— Work to be completed —
With the records in front of you, set every one of them down exactly.

++++ The records ++++

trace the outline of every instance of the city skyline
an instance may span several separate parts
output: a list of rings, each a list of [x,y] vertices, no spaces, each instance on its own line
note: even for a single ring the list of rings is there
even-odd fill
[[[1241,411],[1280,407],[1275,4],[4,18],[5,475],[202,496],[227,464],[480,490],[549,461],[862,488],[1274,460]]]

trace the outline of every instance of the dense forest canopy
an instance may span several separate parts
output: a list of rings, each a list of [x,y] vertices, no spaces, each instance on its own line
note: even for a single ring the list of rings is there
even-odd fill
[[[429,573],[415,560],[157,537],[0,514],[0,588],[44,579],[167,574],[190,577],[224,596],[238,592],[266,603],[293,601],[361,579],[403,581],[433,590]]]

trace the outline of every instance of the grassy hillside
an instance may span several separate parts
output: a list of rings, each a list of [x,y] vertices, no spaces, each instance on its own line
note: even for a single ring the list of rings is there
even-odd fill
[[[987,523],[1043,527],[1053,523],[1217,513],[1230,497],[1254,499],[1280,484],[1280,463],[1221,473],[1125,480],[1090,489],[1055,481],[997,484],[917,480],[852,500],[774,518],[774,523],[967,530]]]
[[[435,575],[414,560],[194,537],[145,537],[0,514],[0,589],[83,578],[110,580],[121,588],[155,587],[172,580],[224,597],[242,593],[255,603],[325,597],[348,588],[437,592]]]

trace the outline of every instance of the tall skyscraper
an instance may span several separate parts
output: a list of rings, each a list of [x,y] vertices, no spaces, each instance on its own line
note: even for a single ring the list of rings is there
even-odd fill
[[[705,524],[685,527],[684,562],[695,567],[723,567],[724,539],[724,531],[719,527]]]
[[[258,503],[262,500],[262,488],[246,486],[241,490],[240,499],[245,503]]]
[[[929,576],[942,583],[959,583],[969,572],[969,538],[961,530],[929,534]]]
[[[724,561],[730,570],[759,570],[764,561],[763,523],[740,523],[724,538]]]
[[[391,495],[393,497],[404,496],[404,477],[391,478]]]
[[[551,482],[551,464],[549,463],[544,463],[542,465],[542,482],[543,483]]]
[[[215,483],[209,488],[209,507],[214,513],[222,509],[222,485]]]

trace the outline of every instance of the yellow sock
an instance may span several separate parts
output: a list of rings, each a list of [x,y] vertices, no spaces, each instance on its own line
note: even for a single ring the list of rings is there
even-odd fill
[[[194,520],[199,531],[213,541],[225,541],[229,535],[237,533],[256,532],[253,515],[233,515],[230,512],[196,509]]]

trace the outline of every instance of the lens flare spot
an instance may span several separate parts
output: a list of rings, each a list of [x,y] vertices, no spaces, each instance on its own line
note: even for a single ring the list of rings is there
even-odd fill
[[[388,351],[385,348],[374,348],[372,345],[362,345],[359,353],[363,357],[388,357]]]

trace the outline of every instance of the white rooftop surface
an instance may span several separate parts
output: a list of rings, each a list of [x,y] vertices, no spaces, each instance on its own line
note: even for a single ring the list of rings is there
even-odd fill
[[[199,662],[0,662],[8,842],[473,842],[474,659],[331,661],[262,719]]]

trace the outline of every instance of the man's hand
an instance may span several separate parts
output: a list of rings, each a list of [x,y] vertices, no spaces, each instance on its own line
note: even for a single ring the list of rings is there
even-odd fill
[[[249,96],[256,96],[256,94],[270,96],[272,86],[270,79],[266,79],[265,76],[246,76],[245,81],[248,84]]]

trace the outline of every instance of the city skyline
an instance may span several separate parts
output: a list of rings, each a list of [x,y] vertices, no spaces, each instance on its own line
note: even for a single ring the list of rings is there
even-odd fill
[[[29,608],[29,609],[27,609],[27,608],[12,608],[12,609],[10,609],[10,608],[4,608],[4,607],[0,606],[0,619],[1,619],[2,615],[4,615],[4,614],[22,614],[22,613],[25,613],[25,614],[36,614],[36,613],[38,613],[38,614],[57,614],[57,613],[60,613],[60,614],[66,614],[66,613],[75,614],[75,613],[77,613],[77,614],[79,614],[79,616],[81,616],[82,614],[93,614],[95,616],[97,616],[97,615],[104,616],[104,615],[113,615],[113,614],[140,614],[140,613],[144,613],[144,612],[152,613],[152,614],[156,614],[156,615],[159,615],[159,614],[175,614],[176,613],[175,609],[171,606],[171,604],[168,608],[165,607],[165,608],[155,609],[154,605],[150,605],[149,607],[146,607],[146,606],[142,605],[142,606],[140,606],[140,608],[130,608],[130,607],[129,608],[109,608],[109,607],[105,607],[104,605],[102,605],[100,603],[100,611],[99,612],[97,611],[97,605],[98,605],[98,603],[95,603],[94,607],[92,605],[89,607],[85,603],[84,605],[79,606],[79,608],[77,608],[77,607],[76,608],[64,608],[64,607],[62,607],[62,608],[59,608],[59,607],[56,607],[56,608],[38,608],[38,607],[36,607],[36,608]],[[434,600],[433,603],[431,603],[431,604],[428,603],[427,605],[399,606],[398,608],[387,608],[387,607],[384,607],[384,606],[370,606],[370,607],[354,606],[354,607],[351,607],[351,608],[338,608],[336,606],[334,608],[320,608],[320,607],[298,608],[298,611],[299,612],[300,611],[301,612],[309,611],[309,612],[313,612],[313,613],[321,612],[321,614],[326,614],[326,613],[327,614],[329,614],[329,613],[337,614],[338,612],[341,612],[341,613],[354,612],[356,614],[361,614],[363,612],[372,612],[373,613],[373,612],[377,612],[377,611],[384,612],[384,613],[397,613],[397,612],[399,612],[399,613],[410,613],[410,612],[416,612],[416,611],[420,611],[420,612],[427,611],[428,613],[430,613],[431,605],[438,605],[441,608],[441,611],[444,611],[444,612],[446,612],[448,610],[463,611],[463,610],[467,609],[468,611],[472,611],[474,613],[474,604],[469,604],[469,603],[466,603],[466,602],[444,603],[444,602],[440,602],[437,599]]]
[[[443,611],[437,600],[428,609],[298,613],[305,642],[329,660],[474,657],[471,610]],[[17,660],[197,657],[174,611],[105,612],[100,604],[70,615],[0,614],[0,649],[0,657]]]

++++

— Task answer —
trace the outline of every instance of the city skyline
an instance may span several separate parts
output: a list of rings, each a list of [x,y] vertices, no spaces, each instance on its own line
note: even for a single ring the list of rings is there
even-odd fill
[[[1241,411],[1280,407],[1275,4],[4,18],[5,475],[202,496],[227,464],[480,490],[549,461],[862,488],[1274,460]]]

trace the outline of every instance of the dense forest canopy
an instance may span several separate parts
output: a list of rings, each a list of [x,y] vertices, no spaces, each instance on its own line
note: even for a single ring the list of rings is there
even-odd fill
[[[429,573],[415,560],[157,537],[0,514],[0,588],[44,579],[167,574],[190,577],[224,596],[238,592],[266,603],[293,601],[361,579],[403,581],[433,590]]]

trace the outline of every instance of the grassy hillside
an instance may span several separate parts
output: a list of rings, each a list of [x,y] vertices, no spaces, each instance on its own line
note: even for a single ring the list of rings is there
even-odd fill
[[[987,523],[1043,527],[1053,523],[1217,513],[1230,497],[1254,499],[1280,484],[1280,463],[1221,473],[1125,480],[1090,489],[1055,481],[997,484],[917,480],[852,500],[774,518],[774,523],[967,530]]]
[[[435,575],[414,560],[194,537],[145,537],[0,514],[0,589],[83,578],[110,580],[121,588],[155,587],[172,580],[224,597],[242,593],[255,603],[325,597],[348,588],[437,592]]]

trace the outline of every instance of the tall skyscraper
an instance may span several separate parts
output: a list of rings, each a list of [x,y] vertices, no spaces, each instance on its own line
note: even for a single ring the list of rings is there
even-odd fill
[[[705,524],[685,527],[684,562],[695,567],[723,567],[724,539],[724,531],[719,527]]]
[[[258,503],[262,500],[262,488],[246,486],[241,490],[240,499],[245,503]]]
[[[929,576],[942,583],[959,583],[969,572],[969,538],[961,530],[929,534]]]
[[[724,561],[730,570],[759,570],[764,561],[763,523],[740,523],[724,538]]]
[[[391,495],[393,497],[404,496],[404,477],[391,478]]]
[[[551,482],[551,464],[549,463],[544,463],[542,465],[542,482],[543,483]]]
[[[215,483],[209,488],[209,507],[214,513],[222,509],[222,485]]]

trace the outline of every instance of the yellow sock
an instance may span several separate parts
output: a list of rings, each a list of [x,y] vertices, no spaces, each instance on its own line
note: even for a single ring the list of rings is there
even-odd fill
[[[194,520],[199,531],[213,541],[225,541],[229,535],[237,533],[256,532],[253,515],[233,515],[230,512],[196,509]]]

trace the outline of every instance of the lens flare spot
an instance may span several separate parts
output: a list of rings, each a list of [x,y] vertices, no spaces, each instance on its own line
note: even for a single ring the list of rings is there
even-odd fill
[[[388,351],[385,348],[374,348],[372,345],[362,345],[359,353],[363,357],[388,357]]]

trace the outline of every instance of the white rooftop surface
an instance may span several separate parts
output: a list of rings, each a list of [x,y] vertices, no spaces, each instance on its own line
note: even for a single ring the list of rings is there
even-odd fill
[[[199,662],[0,662],[8,842],[473,842],[474,659],[331,661],[262,719]]]

trace the outline of every instance of the man's hand
an instance may span several separate parts
output: a list of rings, each a list of [x,y] vertices, no spaces, each instance on its own line
note: even for a single ring the list of rings is there
even-odd fill
[[[249,96],[256,96],[256,94],[270,96],[272,86],[270,79],[266,79],[265,76],[246,76],[245,81],[248,84]]]

trace the outline of every instance of the city skyline
an instance may span several separate parts
output: a list of rings, each a list of [x,y] vertices, no spaces, each instance on its own line
note: even for a single ring the list of rings is there
even-odd fill
[[[29,608],[29,609],[27,609],[27,608],[12,608],[12,609],[10,609],[10,608],[4,608],[4,607],[0,606],[0,619],[1,619],[2,615],[4,615],[4,614],[22,614],[22,613],[25,613],[25,614],[36,614],[36,613],[38,613],[38,614],[57,614],[57,613],[60,613],[60,614],[66,614],[66,613],[75,614],[75,613],[77,613],[77,614],[79,614],[79,616],[81,616],[82,614],[93,614],[95,616],[97,616],[97,615],[104,616],[104,615],[113,615],[113,614],[140,614],[140,613],[144,613],[144,612],[152,613],[152,614],[156,614],[156,615],[159,615],[159,614],[175,614],[176,613],[175,609],[171,606],[171,604],[168,608],[165,607],[165,608],[155,609],[154,605],[150,605],[149,607],[146,607],[146,606],[142,605],[142,606],[140,606],[140,608],[130,608],[130,607],[129,608],[109,608],[109,607],[105,607],[104,605],[102,605],[100,603],[100,611],[99,612],[97,611],[97,605],[98,605],[98,603],[95,603],[94,607],[92,605],[89,607],[85,603],[84,605],[79,606],[79,608],[77,608],[77,607],[76,608],[64,608],[64,607],[62,607],[62,608],[59,608],[59,607],[56,607],[56,608],[38,608],[38,607],[36,607],[36,608]],[[434,600],[433,603],[431,603],[431,604],[428,603],[427,605],[399,606],[398,608],[387,608],[387,607],[384,607],[384,606],[370,606],[370,607],[354,606],[354,607],[351,607],[351,608],[338,608],[336,606],[334,608],[320,608],[320,607],[298,608],[298,611],[299,612],[300,611],[301,612],[309,611],[309,612],[313,612],[313,613],[321,612],[321,614],[326,614],[326,613],[327,614],[329,614],[329,613],[337,614],[338,612],[341,612],[341,613],[354,612],[356,614],[361,614],[363,612],[372,612],[373,613],[373,612],[377,612],[377,611],[384,612],[384,613],[397,613],[397,612],[399,612],[399,613],[410,613],[410,612],[416,612],[416,611],[420,611],[420,612],[427,611],[428,613],[430,613],[431,605],[438,605],[441,608],[441,611],[444,611],[444,612],[446,612],[448,610],[463,611],[463,610],[467,609],[468,611],[472,611],[474,613],[474,604],[469,604],[469,603],[466,603],[466,602],[444,603],[444,602],[440,602],[437,599]]]
[[[443,611],[437,600],[428,609],[298,613],[305,642],[329,660],[474,657],[471,610]],[[17,660],[197,657],[174,611],[105,612],[100,604],[70,615],[0,614],[0,649],[0,657]]]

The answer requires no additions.